Starting from the line containing "task: provide the mask of every instance of the man", write out the rest of the entries exactly, through the final line, including nothing else.

Material provided
-------
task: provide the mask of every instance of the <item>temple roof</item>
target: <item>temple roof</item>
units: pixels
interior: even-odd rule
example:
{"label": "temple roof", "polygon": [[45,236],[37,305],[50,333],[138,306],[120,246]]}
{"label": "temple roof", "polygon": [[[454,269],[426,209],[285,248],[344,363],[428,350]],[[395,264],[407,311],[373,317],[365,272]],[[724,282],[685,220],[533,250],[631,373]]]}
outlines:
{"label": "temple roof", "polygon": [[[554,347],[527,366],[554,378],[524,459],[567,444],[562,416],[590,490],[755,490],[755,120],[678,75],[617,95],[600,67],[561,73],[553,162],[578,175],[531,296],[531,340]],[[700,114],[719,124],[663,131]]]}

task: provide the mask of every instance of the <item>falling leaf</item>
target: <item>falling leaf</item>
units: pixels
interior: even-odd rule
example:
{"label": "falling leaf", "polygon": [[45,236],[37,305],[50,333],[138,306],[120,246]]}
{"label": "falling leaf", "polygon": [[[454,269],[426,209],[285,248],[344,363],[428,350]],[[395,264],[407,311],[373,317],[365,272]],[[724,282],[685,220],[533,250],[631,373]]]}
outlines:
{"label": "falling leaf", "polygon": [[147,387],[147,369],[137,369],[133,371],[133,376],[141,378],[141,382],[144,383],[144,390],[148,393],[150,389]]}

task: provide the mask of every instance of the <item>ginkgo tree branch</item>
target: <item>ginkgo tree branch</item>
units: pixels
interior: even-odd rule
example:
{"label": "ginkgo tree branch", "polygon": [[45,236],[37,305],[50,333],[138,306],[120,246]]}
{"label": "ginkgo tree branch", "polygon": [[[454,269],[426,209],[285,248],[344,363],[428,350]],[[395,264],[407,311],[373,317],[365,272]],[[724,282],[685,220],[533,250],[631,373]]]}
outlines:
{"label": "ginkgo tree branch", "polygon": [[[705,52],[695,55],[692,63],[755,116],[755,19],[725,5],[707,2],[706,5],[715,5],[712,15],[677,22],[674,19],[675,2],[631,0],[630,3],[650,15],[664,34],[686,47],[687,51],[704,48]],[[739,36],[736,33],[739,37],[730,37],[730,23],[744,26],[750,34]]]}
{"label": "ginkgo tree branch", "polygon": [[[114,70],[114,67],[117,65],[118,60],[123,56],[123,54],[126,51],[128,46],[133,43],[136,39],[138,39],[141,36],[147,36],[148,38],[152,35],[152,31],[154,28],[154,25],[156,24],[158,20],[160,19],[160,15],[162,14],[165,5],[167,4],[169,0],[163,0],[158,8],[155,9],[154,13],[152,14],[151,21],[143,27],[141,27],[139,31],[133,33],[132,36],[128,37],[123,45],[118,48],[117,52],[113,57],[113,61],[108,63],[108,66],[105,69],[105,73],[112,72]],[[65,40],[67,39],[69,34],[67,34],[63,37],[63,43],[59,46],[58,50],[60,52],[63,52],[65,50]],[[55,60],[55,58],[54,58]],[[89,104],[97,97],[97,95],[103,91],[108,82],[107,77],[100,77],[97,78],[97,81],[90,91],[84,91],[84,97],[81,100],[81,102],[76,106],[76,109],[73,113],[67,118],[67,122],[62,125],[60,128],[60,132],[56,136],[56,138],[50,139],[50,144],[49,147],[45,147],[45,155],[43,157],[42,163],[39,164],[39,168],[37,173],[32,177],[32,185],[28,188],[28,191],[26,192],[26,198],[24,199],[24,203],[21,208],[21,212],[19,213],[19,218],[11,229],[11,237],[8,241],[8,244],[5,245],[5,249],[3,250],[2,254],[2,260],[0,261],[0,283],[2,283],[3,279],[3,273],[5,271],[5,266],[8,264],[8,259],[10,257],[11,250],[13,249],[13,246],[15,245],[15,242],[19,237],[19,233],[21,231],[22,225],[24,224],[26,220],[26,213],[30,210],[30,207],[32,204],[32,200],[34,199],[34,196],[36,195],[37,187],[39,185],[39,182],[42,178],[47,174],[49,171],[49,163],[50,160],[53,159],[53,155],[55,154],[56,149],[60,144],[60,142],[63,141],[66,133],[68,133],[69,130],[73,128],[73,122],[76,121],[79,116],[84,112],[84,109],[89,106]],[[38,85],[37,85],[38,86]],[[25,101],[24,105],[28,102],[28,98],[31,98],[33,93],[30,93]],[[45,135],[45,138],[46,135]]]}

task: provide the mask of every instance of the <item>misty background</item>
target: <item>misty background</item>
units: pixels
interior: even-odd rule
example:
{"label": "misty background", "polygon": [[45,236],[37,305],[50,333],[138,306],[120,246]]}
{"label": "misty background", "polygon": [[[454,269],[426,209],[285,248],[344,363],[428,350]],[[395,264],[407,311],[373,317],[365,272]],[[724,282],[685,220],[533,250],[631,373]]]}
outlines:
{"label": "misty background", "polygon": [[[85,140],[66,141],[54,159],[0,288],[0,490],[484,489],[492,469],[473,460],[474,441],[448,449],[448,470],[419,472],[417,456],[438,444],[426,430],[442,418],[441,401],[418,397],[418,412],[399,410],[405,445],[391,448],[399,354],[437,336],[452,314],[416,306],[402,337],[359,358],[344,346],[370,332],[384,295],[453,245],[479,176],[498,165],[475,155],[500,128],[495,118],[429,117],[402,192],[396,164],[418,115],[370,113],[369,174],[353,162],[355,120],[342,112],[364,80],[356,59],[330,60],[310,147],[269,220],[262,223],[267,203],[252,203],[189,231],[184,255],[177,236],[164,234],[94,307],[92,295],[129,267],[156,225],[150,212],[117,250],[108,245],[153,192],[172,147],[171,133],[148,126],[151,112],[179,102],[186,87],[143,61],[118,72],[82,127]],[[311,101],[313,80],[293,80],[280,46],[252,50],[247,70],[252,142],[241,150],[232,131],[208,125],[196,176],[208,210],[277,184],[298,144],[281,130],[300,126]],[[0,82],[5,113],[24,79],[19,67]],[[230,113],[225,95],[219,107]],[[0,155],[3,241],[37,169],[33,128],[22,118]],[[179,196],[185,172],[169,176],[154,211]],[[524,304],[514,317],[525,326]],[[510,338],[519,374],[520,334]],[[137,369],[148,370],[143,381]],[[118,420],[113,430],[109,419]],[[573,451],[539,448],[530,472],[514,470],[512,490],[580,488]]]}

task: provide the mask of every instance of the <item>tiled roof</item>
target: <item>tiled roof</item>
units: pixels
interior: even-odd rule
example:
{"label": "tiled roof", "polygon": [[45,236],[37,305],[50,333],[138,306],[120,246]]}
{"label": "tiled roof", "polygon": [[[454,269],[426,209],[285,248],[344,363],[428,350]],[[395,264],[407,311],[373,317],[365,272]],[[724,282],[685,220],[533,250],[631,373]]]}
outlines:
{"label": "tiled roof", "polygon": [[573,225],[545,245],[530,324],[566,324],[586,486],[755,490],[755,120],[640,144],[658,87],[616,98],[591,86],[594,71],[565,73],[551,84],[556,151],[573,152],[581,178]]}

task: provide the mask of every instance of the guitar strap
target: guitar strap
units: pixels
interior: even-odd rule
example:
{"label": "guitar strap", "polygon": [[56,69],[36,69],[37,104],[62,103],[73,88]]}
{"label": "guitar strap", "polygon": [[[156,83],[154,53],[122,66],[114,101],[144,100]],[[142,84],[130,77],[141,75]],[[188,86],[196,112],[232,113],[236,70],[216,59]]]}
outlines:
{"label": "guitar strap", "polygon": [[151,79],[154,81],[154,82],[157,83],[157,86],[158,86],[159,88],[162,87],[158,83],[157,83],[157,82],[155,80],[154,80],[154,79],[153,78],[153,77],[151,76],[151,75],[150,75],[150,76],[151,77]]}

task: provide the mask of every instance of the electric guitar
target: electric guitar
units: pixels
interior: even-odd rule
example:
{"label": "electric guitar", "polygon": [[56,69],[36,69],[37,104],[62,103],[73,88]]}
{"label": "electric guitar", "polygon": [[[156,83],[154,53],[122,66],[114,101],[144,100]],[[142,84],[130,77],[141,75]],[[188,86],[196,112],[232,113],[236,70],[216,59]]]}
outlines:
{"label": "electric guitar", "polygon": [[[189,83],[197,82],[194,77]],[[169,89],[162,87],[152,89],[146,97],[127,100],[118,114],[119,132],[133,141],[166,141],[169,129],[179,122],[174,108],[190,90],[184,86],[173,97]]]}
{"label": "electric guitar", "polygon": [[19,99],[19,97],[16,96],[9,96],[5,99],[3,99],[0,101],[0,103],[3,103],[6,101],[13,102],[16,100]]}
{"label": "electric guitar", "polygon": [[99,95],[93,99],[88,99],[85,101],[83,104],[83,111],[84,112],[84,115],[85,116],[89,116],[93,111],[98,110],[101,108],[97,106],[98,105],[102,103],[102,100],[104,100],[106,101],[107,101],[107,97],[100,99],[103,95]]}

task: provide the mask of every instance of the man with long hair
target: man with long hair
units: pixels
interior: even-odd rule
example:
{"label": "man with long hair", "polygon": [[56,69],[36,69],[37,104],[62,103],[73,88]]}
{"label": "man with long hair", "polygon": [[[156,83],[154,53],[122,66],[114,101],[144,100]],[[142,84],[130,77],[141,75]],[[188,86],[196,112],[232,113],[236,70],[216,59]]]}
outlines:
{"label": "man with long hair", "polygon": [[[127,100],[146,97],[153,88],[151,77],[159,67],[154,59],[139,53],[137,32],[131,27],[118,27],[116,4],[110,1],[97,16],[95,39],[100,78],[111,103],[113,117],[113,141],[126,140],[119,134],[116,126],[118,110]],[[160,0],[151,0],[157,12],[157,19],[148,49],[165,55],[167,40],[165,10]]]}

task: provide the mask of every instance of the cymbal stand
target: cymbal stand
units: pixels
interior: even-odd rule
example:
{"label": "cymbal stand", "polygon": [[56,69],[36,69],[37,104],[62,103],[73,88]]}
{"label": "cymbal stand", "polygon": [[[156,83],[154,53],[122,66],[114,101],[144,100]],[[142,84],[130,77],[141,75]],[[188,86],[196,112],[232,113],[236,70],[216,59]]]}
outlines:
-------
Final answer
task: provide the mask of every instance of the man with long hair
target: man with long hair
units: pixels
interior: even-odd rule
example:
{"label": "man with long hair", "polygon": [[56,69],[36,69],[37,104],[62,103],[73,88]]}
{"label": "man with long hair", "polygon": [[[156,83],[154,53],[122,66],[114,101],[144,100]],[[142,84],[130,77],[141,75]],[[188,86],[196,112],[232,113],[236,70],[216,59]]]}
outlines:
{"label": "man with long hair", "polygon": [[[127,100],[146,97],[153,88],[151,77],[159,67],[154,59],[139,53],[137,32],[131,27],[118,27],[116,4],[110,1],[97,16],[95,39],[100,78],[111,103],[113,117],[113,141],[126,140],[119,134],[116,126],[118,110]],[[160,0],[151,0],[157,12],[157,19],[148,49],[165,55],[167,40],[165,10]]]}

task: provide the mask of every instance of the cymbal stand
target: cymbal stand
units: pixels
interior: even-odd rule
example:
{"label": "cymbal stand", "polygon": [[56,69],[36,69],[37,104],[62,103],[73,88]]}
{"label": "cymbal stand", "polygon": [[[156,83],[154,53],[122,66],[114,101],[144,100]],[[142,84],[130,77],[141,75]],[[188,86],[196,112],[232,113],[236,70],[216,59]]]}
outlines:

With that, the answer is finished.